### Source extract
Friday Digital, Media & Technology – AdTech Reckoning, DATA Bill & Hacker’s revenge

Here are a few things that you may have missed in digital, media & technology this week. Welcome, also, to the new subscribers this week… you know who you are.

These were prepared listening to Amy Winehouse – Back to Black (but on vinyl).

This newsletter and the podcast are best enjoyed with a coffee… or whatever your choice.Let me know if you want to talk about any of it, but please share with a few people and ask them to subscribe.

On Meta’s ‘regulatory headwinds’ and AdTech’s privacy reckoning This week I was asked about the future of the AdTech industry in light of all the privacy regulation growing globally. AdTech and advertising isn’t going anywhere, but it feels like it is heading towards a regulatory singularity – or ‘regulatory headwinds’ as the company formerly known as Facebook called them. This is a very long but important read on that topic. If neither AdTech nor privacy regulation are going away, what will the landscape look like after impact?

### Material shown
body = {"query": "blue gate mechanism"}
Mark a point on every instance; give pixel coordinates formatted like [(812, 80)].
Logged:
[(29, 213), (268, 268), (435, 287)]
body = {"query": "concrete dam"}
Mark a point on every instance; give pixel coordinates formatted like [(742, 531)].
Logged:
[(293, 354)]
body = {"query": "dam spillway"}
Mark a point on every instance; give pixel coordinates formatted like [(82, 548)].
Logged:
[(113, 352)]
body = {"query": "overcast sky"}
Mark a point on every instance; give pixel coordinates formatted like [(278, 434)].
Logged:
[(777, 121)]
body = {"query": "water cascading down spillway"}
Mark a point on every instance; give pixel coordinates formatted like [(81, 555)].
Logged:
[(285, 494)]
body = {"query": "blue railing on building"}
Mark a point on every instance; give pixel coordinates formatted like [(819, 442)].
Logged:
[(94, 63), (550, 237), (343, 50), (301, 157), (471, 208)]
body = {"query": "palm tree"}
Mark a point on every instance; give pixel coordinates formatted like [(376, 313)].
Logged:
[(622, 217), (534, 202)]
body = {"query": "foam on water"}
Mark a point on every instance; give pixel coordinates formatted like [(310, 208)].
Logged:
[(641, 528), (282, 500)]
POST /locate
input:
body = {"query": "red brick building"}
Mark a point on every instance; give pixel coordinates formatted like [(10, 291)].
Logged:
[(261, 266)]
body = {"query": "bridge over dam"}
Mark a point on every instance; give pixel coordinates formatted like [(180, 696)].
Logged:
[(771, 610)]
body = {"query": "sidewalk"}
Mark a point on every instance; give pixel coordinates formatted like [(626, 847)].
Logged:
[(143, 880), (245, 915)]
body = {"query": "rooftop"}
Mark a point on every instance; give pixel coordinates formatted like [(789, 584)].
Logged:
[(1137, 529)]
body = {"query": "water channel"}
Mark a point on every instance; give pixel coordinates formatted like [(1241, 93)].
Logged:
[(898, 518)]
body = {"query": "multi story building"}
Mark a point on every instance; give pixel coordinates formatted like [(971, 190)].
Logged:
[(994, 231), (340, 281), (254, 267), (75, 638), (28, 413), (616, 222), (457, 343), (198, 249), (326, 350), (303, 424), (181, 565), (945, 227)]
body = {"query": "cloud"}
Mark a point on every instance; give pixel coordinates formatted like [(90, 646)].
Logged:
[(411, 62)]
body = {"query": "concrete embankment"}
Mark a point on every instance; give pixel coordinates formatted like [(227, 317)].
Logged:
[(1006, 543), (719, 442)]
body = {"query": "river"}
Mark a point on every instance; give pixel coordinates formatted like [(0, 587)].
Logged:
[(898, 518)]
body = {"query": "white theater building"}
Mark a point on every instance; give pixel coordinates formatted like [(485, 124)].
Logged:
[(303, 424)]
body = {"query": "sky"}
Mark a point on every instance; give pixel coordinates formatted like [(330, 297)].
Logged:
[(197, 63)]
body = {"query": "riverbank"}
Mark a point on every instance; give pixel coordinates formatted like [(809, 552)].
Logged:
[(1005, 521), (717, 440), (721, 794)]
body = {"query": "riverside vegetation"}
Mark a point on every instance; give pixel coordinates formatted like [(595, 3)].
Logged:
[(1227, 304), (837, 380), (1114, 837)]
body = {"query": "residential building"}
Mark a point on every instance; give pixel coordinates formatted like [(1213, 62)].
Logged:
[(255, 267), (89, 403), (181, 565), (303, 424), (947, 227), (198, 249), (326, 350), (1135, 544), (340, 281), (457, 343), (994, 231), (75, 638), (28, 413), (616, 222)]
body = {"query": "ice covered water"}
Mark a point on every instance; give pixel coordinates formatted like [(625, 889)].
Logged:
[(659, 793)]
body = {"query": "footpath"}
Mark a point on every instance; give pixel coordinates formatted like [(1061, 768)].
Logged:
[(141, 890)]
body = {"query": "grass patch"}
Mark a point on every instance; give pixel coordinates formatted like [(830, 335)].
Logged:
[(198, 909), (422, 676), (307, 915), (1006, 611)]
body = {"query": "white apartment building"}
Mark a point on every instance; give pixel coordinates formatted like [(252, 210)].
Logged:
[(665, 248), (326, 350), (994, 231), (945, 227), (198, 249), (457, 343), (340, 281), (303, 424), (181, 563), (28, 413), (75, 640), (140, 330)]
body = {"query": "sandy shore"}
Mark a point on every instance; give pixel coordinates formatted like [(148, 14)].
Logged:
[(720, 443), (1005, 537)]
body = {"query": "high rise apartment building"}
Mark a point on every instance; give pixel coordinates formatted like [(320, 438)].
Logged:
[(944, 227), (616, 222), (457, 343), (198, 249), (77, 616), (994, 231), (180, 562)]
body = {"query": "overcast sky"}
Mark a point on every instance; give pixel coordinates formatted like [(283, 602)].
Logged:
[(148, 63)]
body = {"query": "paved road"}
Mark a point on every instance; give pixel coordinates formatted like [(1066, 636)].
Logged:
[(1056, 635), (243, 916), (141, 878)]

### Short exercise 1
From the newsletter, extract the passage between "These were prepared" and "like after impact?", inclusive.
### Short exercise 2
Summarize the newsletter in two sentences.

### Task solution 1
These were prepared listening to Amy Winehouse – Back to Black (but on vinyl).

This newsletter and the podcast are best enjoyed with a coffee… or whatever your choice.Let me know if you want to talk about any of it, but please share with a few people and ask them to subscribe.

On Meta’s ‘regulatory headwinds’ and AdTech’s privacy reckoning This week I was asked about the future of the AdTech industry in light of all the privacy regulation growing globally. AdTech and advertising isn’t going anywhere, but it feels like it is heading towards a regulatory singularity – or ‘regulatory headwinds’ as the company formerly known as Facebook called them. This is a very long but important read on that topic. If neither AdTech nor privacy regulation are going away, what will the landscape look like after impact?

### Task solution 2
The newsletter gathers items from the week in digital, media and technology, welcomes new subscribers, and asks readers to share it and get others to subscribe. It holds that AdTech and advertising are not going anywhere but seem headed toward a "regulatory singularity," which the company formerly known as Facebook called "regulatory headwinds," and it points readers to a long but important read on that topic.